Saviez-vous que Bonaparte a bâti son empire en utilisant d’ingénieux méchas à la pointe de la technologie ? Rassurez-vous, malgré vos souvenirs lointains des cours d’Histoire, l’empereur des Français n’a jamais combattu à dos de robot géant. Cette réalité alternative, c’est le Studio Imugi qui la propose avec son premier titre : Bonaparte – A Mechanized Revolution.
Composé de vétérans de l’industrie, Studio Imugi c’est d’abord la rencontre de Martin Brouard et de Jongwoo Kim. Le premier a fondé le studio à l’origine de l’acclamé Sea of Stars, tandis que le second est l’un des auteurs à qui l’on doit The Shrouded Isle. Autant dire que lorsque deux poids lourds du jeu indépendant travaillent main dans la main pour lancer un projet après trois ans de développement, on ne peut que l’attendre avec impatience au bloc opératoire, bistouri à la main, pour le disséquer.
Un jeu sur Napoléon, vraiment ?
Le fruit de cette collaboration s’articule donc autour d’une Histoire bien lointaine, eu égard à leur nationalité canadienne : celle de la Révolution française ! Drôle de choix de prime abord, mais la figure de Napoléon Iᵉʳ fascine bien au-delà de l’Hexagone pour que son parcours ne soit la propriété que d’une seule nation. Dans leur récit, Napoléon Bonaparte n’est pas, il s’agira d’incarner un personnage inspiré du célèbre ajaccien de naissance : le jeu vous propose d’emblée d’opter pour Céline ou César Bonaparte. Les deux protagonistes, fictifs, s’inspirent toutefois de l’illustre et clivante figure à laquelle ils empruntent le patronyme, le temps d’un jeu vidéo de stratégie au tour par tour.

------------------------------------------------------------------------

CONSIGNE 1 ::
Relevez tous les titres de jeux vidéo cités dans l'extrait.
CONSIGNE 2 ::
Recopiez le passage de l'extrait qui commence aux mots « Le fruit de » et s'arrête après les mots « tour par tour. ».

PARTIE DES DONNÉES ::
------------------------------------------------------------------------

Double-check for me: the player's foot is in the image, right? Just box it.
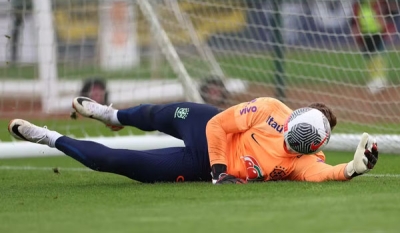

------------------------------------------------------------------------

RÉPONSE RÉDIGÉE 1 ::
Bonaparte – A Mechanized Revolution, Sea of Stars, The Shrouded Isle

RÉPONSE RÉDIGÉE 2 ::
Le fruit de cette collaboration s’articule donc autour d’une Histoire bien lointaine, eu égard à leur nationalité canadienne : celle de la Révolution française ! Drôle de choix de prime abord, mais la figure de Napoléon Iᵉʳ fascine bien au-delà de l’Hexagone pour que son parcours ne soit la propriété que d’une seule nation. Dans leur récit, Napoléon Bonaparte n’est pas, il s’agira d’incarner un personnage inspiré du célèbre ajaccien de naissance : le jeu vous propose d’emblée d’opter pour Céline ou César Bonaparte. Les deux protagonistes, fictifs, s’inspirent toutefois de l’illustre et clivante figure à laquelle ils empruntent le patronyme, le temps d’un jeu vidéo de stratégie au tour par tour.